**Given problem**
Lay out the records below as a Markdown table with two columns, Row and Line, giving each non-blank line its own numbered row and skipping any blank lines.
----
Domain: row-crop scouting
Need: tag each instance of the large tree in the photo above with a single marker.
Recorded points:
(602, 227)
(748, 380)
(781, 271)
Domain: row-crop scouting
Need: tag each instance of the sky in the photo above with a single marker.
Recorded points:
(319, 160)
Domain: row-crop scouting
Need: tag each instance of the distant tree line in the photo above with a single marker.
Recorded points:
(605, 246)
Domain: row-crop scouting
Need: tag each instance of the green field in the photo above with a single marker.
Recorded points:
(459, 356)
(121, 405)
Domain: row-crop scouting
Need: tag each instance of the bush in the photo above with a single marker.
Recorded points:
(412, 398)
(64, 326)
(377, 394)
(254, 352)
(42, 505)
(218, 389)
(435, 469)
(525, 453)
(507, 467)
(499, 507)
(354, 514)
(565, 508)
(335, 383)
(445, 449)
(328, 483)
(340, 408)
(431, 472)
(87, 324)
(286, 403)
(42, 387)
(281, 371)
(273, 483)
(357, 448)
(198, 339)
----
**Complete response**
| Row | Line |
|---|---|
| 1 | Domain: row-crop scouting |
| 2 | Need: tag each instance of the large tree in the photo above with a single marker. |
| 3 | Recorded points: |
| 4 | (602, 227) |
| 5 | (748, 380) |
| 6 | (781, 271) |
| 7 | Domain: row-crop scouting |
| 8 | Need: tag each instance of the sky in the photo above with a single marker. |
| 9 | Recorded points: |
| 10 | (319, 160) |
| 11 | Domain: row-crop scouting |
| 12 | Need: tag each instance of the distant tree line in the photo above with a single marker. |
| 13 | Recorded points: |
| 14 | (605, 246) |
| 15 | Domain: row-crop scouting |
| 16 | Need: tag each instance of the green field in the photo above with a single marker. |
| 17 | Recorded points: |
| 18 | (459, 356) |
| 19 | (121, 405) |
| 20 | Domain: row-crop scouting |
| 21 | Need: tag each instance of the bush in the photo above with a single marker. |
| 22 | Recorded points: |
| 23 | (412, 398) |
| 24 | (64, 326) |
| 25 | (377, 394) |
| 26 | (254, 352) |
| 27 | (42, 505) |
| 28 | (218, 389) |
| 29 | (435, 469) |
| 30 | (525, 453) |
| 31 | (507, 467) |
| 32 | (499, 507) |
| 33 | (354, 514) |
| 34 | (565, 508) |
| 35 | (335, 383) |
| 36 | (445, 449) |
| 37 | (328, 483) |
| 38 | (340, 408) |
| 39 | (431, 472) |
| 40 | (87, 324) |
| 41 | (286, 403) |
| 42 | (42, 387) |
| 43 | (281, 371) |
| 44 | (273, 483) |
| 45 | (357, 448) |
| 46 | (198, 339) |